Given problem 1 |
In the forum thread on bunker play, why does the_coach advise against setting the wrists sharply on the backswing? Answer in one to three sentences.

Selected excerpt |
★ ★ ★ ★
# Bunkered!



## BrizoH71 (Aug 12, 2015)

Getting out of the sand is far and away the weakest part of my game, and I really need some help.  But before I go to see my pro, I wanted to ask the forum for their own thoughts.

Basically my issue is that I never take enough sand, and I almost always take the ball cleanly off the top with a 'divot', almost like I'm playing a short pitch. This is fine from 100yards, but invariably it also means that from most greenside bunkers I either airmail the green, or drill the ball into the face of the bunker. Admittedly, some of our bunkers don't have a great deal of sand in them, which probably doesn't help.

I use my SW out of every bunker, opening the face slightly and placing the ball mid-way between centre and my left heel. My stance is wide and slightly open, and I have my weight 50/50. I address the ball with the shaft leaning slightly back, and my takeaway involves breaking the wrists sharply and making a three-quarter swing (at least this is how it feels!) before starting down and aiming to hit about a ball diameter behind. 

Any thoughts as to where am I going wrong? This issue caused me to have a little bunker tennis this evening, going back and from between left and right traps much to the amusement of my playing partners....


----------



## garyinderry (Aug 12, 2015)

[video=youtube;sYSqGwga-WA]https://www.youtube.com/watch?v=sYSqGwga-WA[/video]


Ball middle.  Weight left.  Open or square it doesn't matter. Stance or clubface.  They both work.    just do what he says.


----------



## the_coach (Aug 12, 2015)

_need to have the shoes a little ways 'in the sand'_ not on the sand as you want to enter the sand a couple inches back of the ball 

don't set the wrists real sharp there's really no need to (unless it's a super high 'Lefty' flop shot ..... or a real buried lie you looking to hit sand real hard with no real follow through just to get out .... & this ball will run some) more of a hindrance than help as leads to too steep downswing & real inconsistency of strike you talking about - just let the hands set with the turn, & you need to turn back & run right through so chest with the arms is the 'engine'

plus need a little more knee flex_but then you gotta keep the knee flex as your focus is a 'point' couple inches back from the ball in the sand _- not the ball itself - looking to keep the turn & motion through till the hands are at least shoulder height chest pointing left of target - so you've turned right through the shot

got to keep that vertical height you started with at set-up you do that by keeping the knee flex

that ways you can can have a shallower approach to the sand & take a $ bill sized sand divot on which the ball flies out on


----------



## the_coach (Aug 12, 2015)
★ ★ ★ ★
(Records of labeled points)
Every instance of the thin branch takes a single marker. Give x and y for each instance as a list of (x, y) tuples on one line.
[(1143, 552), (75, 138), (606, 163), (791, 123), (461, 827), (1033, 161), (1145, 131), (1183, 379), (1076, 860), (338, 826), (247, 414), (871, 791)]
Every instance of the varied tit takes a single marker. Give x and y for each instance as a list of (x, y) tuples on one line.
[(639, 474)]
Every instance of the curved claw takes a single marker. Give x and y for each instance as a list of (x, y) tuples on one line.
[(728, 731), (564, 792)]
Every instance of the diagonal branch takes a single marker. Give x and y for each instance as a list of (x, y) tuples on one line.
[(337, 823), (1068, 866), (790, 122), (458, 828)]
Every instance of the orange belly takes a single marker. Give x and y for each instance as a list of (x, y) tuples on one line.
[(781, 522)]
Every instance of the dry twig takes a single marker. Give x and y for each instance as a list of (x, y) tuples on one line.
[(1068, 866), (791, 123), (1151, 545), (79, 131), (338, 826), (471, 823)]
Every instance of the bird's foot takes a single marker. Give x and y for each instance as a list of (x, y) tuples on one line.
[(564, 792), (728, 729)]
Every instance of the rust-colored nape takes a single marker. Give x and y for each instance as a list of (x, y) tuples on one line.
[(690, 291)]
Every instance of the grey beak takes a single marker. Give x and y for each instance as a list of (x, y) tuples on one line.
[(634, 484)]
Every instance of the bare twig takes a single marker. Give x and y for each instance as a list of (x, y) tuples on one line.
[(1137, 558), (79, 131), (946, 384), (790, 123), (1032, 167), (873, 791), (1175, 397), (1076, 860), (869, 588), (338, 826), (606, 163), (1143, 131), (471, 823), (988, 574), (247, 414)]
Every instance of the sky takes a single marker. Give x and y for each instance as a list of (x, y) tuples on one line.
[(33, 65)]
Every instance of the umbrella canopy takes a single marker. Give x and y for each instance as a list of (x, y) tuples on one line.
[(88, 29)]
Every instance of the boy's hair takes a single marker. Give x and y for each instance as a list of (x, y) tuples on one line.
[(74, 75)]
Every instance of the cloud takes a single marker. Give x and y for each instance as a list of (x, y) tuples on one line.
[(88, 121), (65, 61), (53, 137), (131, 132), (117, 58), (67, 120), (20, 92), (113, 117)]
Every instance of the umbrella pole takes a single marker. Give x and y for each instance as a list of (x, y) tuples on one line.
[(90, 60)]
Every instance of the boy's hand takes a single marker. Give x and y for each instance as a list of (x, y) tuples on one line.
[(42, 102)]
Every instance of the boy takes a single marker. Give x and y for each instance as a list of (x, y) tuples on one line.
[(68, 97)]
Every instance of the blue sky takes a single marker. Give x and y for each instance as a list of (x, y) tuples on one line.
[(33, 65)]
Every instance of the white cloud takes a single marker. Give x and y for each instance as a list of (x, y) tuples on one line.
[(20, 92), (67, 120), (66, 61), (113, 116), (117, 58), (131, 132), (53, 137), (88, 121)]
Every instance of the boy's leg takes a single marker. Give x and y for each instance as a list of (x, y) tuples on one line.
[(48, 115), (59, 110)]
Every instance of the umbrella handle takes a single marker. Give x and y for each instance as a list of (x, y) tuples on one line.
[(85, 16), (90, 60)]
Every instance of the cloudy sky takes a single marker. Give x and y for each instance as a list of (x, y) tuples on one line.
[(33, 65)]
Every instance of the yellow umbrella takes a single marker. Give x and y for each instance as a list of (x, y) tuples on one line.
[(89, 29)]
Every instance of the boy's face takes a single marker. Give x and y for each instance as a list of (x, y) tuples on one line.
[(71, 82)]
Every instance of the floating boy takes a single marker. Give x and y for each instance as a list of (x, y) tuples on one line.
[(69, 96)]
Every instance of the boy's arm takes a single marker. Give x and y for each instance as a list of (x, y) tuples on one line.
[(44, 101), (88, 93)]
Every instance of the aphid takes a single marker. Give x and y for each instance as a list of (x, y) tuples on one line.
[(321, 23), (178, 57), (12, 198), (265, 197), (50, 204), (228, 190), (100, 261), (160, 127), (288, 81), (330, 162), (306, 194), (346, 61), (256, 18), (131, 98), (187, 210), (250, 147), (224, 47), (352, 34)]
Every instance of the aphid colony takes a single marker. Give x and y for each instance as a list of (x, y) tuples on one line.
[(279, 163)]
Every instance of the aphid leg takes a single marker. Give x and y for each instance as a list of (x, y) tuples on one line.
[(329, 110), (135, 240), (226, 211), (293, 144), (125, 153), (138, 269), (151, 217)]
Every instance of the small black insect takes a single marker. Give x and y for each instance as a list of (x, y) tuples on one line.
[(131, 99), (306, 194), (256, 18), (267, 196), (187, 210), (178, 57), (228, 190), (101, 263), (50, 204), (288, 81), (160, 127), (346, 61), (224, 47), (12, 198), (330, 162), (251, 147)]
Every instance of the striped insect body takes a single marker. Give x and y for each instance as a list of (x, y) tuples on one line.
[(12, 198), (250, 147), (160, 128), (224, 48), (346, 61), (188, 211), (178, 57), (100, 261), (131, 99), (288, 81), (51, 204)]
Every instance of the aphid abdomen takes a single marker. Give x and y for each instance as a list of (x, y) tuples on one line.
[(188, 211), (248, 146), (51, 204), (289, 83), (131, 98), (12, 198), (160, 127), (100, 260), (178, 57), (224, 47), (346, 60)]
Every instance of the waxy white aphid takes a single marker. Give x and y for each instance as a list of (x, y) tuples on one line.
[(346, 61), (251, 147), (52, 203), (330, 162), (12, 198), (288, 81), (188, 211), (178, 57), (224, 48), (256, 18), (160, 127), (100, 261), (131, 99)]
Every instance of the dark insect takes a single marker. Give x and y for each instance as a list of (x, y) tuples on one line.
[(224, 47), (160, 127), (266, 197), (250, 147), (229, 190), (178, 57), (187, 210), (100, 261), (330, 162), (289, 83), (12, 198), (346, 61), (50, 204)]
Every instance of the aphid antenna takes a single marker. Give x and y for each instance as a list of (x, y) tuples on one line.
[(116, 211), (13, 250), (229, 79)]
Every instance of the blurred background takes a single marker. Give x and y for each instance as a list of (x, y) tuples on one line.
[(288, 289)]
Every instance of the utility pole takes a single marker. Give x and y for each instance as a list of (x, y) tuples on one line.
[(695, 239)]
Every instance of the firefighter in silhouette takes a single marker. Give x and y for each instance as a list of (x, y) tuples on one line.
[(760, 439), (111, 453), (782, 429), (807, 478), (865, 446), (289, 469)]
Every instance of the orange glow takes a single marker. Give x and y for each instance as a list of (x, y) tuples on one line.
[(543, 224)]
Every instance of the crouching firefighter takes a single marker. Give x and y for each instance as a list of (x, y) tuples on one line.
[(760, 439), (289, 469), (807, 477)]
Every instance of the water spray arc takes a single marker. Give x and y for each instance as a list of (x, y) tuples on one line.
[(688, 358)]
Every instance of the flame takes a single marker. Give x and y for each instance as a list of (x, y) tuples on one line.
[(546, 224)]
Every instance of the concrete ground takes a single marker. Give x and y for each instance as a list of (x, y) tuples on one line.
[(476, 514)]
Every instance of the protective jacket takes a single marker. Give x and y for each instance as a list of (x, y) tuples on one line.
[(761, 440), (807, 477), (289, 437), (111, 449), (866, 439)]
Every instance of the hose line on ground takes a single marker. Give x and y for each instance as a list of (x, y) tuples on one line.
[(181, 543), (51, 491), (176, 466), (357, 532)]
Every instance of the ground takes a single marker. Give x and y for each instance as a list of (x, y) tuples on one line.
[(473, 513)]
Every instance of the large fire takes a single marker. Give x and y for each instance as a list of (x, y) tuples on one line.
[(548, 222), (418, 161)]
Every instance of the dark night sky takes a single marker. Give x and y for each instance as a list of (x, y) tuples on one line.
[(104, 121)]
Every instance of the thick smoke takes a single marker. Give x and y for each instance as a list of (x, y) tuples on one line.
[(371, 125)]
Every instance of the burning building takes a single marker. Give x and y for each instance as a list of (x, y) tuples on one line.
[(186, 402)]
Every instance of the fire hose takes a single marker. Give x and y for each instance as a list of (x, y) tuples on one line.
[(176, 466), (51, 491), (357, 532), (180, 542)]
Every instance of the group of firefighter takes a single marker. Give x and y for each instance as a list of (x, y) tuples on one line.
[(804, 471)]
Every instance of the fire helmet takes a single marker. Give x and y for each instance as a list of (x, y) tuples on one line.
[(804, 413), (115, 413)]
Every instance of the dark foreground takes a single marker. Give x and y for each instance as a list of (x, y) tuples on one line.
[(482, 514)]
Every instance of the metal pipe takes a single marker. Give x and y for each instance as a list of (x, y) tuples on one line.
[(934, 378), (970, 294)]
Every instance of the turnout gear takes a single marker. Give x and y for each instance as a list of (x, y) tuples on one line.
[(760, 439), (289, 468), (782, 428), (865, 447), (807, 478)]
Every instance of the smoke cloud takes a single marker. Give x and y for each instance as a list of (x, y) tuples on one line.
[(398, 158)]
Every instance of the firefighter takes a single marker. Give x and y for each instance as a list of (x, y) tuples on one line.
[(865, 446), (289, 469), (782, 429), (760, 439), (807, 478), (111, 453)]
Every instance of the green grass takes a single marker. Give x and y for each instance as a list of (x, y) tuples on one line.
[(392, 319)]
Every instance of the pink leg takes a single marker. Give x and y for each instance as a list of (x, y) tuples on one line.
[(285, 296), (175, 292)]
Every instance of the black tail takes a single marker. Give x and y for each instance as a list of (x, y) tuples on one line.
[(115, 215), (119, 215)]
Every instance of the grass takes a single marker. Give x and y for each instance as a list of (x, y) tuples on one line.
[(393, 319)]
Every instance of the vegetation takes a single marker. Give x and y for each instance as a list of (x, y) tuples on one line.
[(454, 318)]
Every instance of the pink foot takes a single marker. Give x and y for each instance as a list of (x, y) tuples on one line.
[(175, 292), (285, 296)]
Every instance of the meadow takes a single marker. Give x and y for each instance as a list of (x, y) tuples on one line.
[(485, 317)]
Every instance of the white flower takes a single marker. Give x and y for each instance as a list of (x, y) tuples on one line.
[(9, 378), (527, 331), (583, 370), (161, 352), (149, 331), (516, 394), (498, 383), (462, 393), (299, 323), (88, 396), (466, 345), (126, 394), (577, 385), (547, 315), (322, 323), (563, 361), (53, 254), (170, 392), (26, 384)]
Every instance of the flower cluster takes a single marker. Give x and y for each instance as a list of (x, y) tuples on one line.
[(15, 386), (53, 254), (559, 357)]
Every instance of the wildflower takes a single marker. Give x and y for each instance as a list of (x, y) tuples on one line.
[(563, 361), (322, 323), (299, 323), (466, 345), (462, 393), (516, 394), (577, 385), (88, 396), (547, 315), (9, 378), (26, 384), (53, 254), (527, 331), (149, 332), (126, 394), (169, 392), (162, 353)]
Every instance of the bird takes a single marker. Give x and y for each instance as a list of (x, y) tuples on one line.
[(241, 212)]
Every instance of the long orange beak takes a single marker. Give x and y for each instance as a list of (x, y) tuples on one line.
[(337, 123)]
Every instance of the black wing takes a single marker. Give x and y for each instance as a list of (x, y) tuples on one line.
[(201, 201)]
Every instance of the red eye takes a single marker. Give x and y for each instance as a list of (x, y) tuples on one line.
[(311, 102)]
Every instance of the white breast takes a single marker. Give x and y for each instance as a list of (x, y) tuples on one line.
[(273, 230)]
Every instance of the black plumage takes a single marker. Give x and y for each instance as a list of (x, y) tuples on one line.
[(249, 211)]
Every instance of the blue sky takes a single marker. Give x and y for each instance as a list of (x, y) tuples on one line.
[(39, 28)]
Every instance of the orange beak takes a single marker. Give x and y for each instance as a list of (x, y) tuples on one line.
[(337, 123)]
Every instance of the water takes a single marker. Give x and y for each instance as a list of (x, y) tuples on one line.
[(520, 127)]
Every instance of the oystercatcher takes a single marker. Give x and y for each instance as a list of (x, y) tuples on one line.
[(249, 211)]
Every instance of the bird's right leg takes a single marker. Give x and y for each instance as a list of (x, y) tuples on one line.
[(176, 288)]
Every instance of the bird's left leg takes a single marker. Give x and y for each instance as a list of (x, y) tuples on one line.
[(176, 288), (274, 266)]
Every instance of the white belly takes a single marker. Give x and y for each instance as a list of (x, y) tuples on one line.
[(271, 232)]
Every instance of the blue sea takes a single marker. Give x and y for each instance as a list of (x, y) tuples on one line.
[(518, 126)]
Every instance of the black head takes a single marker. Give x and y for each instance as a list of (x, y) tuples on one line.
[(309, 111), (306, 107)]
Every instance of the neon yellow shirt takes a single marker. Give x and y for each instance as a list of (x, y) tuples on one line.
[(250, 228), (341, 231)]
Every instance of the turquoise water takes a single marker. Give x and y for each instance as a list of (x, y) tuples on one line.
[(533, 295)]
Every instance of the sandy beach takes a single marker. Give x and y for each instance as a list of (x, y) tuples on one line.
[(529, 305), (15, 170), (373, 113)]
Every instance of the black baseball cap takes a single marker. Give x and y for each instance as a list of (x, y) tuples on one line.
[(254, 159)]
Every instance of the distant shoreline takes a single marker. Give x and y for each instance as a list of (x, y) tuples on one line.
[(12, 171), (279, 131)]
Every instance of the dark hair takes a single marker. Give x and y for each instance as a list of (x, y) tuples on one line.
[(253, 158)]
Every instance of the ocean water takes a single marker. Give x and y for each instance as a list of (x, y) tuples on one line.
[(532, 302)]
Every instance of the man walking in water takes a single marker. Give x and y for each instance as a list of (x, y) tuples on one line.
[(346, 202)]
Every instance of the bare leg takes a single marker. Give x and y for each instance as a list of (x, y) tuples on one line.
★ ★ ★ ★
Given problem 2 |
Find every line of the records that contains the word "bare", treating case as significant, and copy each such line.

Correct output 1 |
According to the_coach, a sharp wrist set is more of a hindrance than a help. It leads to too steep a downswing and to the inconsistent strike that BrizoH71 describes. The hands should instead set with the turn.

Correct output 2 |
Every instance of the bare twig takes a single marker. Give x and y for each instance as a list of (x, y) tuples on one line.
Every instance of the bare leg takes a single marker. Give x and y for each instance as a list of (x, y) tuples on one line.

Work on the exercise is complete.